[Work request]:
Could you print the lines below exactly, from the one holding "the wet pavement" through the last line, with no other output?

(Records excerpted from a collection)
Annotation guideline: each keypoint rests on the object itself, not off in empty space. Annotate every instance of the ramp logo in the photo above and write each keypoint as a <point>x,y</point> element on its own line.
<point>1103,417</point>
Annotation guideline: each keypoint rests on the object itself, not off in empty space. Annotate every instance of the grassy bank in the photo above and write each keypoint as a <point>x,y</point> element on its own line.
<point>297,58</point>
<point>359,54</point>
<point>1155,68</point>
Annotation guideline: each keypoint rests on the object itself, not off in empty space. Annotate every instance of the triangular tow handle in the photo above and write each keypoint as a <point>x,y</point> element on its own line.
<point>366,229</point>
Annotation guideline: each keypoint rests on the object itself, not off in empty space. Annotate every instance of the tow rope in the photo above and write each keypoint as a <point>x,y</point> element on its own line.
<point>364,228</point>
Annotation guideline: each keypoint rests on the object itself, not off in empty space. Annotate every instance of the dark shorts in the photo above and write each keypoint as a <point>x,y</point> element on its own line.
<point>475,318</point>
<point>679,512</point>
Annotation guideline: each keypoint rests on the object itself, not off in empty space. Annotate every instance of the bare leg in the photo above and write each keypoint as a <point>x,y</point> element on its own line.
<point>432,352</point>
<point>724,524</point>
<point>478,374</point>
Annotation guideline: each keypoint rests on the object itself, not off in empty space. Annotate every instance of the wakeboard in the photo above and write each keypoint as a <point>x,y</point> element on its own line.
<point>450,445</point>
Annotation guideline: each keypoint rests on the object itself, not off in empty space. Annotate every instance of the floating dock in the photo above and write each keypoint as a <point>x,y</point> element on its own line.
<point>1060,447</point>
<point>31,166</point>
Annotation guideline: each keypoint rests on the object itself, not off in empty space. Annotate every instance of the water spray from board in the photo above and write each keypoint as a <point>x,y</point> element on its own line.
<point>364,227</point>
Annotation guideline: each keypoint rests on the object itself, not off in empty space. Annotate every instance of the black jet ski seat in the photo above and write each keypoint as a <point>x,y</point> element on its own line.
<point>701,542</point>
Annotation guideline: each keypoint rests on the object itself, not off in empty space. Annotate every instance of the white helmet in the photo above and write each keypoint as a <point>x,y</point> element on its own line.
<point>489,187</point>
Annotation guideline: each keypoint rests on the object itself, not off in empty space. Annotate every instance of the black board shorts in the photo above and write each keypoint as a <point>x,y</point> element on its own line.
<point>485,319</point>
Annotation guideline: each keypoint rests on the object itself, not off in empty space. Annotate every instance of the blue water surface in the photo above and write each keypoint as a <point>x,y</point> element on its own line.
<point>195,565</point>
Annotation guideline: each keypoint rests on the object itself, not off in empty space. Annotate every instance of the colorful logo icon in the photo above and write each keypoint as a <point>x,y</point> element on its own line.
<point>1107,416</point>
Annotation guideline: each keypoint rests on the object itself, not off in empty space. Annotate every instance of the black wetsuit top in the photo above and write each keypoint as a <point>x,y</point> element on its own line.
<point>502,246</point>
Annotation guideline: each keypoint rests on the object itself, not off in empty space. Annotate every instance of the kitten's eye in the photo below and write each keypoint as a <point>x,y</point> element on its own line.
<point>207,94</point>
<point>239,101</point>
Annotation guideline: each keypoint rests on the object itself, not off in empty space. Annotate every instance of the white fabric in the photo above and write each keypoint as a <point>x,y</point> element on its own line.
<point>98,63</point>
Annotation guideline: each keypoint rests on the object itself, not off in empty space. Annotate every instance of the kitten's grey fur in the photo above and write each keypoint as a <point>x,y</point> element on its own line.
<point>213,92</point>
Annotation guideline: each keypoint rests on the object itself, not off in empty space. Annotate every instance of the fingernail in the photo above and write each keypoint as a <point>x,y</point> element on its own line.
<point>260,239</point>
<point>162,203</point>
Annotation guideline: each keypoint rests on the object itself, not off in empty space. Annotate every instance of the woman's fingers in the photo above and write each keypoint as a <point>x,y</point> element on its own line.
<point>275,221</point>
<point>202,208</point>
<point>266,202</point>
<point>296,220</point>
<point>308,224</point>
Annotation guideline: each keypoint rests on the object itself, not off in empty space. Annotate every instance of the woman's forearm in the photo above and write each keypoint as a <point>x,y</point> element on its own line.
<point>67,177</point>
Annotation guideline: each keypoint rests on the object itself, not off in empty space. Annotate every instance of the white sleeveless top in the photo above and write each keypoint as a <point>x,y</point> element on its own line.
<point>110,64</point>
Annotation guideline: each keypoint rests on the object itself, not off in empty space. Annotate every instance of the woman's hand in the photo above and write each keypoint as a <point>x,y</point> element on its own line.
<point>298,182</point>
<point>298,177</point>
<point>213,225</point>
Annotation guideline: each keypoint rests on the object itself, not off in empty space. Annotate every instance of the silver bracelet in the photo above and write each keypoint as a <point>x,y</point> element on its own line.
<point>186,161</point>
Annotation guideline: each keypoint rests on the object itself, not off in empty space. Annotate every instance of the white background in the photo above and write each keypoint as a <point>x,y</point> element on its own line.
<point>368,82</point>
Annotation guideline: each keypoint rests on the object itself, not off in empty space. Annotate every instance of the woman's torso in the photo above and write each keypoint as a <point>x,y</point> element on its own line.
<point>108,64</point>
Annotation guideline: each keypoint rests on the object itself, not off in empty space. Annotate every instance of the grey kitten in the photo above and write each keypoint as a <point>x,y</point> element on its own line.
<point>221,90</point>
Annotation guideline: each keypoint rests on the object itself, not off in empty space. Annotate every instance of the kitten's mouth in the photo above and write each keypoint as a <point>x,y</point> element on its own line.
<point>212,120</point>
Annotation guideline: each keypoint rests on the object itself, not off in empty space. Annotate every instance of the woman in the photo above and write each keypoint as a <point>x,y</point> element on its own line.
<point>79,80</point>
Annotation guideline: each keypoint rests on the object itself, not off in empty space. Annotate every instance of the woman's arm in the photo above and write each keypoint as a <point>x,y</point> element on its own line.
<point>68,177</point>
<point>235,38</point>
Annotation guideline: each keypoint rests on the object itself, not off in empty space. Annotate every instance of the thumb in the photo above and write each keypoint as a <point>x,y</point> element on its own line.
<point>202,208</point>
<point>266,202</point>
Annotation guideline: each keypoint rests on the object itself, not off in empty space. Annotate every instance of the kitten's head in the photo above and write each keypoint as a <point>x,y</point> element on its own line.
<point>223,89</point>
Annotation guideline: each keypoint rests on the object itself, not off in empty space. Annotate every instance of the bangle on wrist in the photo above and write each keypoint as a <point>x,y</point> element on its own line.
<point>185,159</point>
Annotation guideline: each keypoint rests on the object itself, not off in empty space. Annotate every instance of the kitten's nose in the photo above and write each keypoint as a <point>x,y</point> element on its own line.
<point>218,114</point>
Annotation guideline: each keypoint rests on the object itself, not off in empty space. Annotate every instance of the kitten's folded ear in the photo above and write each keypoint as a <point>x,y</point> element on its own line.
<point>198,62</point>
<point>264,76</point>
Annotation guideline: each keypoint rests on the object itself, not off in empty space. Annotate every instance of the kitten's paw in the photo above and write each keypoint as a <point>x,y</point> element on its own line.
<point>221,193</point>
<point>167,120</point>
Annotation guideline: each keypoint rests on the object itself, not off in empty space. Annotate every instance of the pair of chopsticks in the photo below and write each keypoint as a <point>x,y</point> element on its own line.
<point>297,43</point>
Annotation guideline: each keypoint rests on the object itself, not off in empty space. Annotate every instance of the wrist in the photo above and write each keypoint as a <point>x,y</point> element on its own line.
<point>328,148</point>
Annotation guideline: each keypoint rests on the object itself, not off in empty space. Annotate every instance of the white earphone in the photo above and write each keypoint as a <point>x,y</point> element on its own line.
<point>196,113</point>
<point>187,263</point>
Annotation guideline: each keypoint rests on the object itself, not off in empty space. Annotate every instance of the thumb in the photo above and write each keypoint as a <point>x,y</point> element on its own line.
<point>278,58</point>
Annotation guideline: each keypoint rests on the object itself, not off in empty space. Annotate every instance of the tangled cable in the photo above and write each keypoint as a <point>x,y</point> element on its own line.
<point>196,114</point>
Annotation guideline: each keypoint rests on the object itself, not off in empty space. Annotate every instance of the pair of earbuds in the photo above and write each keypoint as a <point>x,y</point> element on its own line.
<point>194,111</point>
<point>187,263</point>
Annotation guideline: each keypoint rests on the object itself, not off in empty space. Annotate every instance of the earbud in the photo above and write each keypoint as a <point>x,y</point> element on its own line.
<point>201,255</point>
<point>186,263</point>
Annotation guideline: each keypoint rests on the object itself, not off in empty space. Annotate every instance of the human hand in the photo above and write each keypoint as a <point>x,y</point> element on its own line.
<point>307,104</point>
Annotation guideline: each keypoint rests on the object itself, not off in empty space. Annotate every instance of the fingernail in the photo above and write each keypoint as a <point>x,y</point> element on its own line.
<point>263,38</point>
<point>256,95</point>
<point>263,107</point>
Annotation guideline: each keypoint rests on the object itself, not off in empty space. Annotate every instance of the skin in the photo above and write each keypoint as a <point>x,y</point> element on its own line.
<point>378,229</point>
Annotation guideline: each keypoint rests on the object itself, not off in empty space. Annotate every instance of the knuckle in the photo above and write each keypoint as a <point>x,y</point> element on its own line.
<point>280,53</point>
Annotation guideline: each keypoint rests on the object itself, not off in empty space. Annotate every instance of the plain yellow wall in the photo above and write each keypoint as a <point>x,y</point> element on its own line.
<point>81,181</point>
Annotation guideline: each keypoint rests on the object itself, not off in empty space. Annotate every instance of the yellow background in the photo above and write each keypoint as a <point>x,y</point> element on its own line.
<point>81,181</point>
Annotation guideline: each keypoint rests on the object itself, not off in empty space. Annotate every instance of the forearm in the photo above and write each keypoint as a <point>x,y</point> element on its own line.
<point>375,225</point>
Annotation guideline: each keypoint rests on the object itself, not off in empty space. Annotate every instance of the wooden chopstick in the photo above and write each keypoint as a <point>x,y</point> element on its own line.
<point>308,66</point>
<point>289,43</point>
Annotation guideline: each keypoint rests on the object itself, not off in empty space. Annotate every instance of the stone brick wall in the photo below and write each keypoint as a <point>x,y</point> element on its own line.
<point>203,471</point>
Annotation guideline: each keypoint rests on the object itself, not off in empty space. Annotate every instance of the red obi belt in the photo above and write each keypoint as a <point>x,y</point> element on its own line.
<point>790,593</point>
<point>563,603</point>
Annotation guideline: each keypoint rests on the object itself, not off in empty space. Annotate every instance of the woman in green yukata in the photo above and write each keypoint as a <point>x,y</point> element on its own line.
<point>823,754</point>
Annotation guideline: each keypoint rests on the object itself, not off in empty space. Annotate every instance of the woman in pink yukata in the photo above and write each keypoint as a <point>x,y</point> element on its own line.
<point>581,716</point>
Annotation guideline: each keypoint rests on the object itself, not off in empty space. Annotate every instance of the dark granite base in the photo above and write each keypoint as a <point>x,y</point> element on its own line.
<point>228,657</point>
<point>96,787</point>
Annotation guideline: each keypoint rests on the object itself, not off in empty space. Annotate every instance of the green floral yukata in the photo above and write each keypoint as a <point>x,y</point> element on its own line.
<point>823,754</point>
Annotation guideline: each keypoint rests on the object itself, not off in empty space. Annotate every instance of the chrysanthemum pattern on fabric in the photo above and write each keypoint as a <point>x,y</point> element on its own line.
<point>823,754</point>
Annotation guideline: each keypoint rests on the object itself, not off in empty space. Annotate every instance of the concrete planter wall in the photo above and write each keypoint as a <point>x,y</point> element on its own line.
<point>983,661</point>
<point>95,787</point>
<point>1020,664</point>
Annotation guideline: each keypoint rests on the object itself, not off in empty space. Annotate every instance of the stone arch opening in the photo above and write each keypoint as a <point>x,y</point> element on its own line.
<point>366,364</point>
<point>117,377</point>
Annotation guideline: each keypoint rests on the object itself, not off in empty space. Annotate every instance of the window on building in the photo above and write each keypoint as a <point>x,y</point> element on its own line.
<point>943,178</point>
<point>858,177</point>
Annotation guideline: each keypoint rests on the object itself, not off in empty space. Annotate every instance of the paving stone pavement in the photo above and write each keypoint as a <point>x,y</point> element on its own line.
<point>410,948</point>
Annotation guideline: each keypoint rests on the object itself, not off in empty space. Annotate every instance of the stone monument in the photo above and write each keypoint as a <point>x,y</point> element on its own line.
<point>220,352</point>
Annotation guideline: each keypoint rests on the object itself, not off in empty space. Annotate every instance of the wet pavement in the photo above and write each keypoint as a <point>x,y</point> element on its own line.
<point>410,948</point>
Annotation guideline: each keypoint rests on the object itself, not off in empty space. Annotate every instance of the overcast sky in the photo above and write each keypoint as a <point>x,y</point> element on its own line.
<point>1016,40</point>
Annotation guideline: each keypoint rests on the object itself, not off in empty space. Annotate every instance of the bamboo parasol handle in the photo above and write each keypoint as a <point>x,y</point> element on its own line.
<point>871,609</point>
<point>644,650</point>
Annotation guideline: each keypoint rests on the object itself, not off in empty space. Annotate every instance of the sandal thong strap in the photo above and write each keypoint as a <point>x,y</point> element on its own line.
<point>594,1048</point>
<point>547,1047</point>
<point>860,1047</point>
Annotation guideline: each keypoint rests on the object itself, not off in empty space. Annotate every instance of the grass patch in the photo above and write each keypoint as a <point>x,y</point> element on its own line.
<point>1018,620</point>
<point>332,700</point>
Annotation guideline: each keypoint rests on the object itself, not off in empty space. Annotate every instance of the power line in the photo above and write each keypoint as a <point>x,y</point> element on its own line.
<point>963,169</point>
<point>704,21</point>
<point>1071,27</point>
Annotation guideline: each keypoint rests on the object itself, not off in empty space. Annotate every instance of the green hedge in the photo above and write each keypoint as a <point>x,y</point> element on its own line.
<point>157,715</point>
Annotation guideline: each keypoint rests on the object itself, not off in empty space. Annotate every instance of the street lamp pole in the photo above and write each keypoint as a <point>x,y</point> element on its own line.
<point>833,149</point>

[Finished task]:
Annotation guideline: each keypoint rests on the object itself, not off in empty space. Annotate every instance of the wet pavement in the photo above and write each keypoint as a <point>x,y</point> element on its own line.
<point>410,948</point>
Annotation guideline: each keypoint rests on the object itself, not off in empty space. Annotate every instance of the overcast sky in the photo above and write each keypoint as a <point>x,y</point> element on its own line.
<point>1016,40</point>
Annotation guideline: each keypoint rests on the object itself, not off in empty space. Annotate every instance of the bamboo parasol handle in the photo above and write each keypoint as a <point>x,y</point> element on its own line.
<point>871,609</point>
<point>644,650</point>
Annotation guideline: each keypoint rests on the object itself, not off in empty space. Annotate every instance of the sandal thong strap in the photo above and write each keypoint as a <point>x,y</point> element on its own line.
<point>594,1048</point>
<point>547,1047</point>
<point>860,1047</point>
Annotation guideline: each keypoint rests on the object itself, not off in empty space. Annotate every instance of the grass patch in the photo above and write each keypoint as a <point>x,y</point> element on its own line.
<point>1018,620</point>
<point>332,700</point>
Annotation guideline: each keypoint rests on the object itself, not off in empty space. Annotate every instance of the power line in the photo above and write each keypoint as a <point>x,y</point> element on its own line.
<point>963,169</point>
<point>704,21</point>
<point>1071,27</point>
Annotation guideline: each keypoint rests on the object itself, not off in empty space. Annotate every instance of the green hedge in the photo above and write each keypoint as a <point>x,y</point> element on its own line.
<point>157,715</point>
Annotation guideline: each keypoint rests on the object itself, not off in empty space. Annotate every instance of the street lamp pole in the photo above and write each keypoint as a <point>x,y</point> element on its own line.
<point>833,149</point>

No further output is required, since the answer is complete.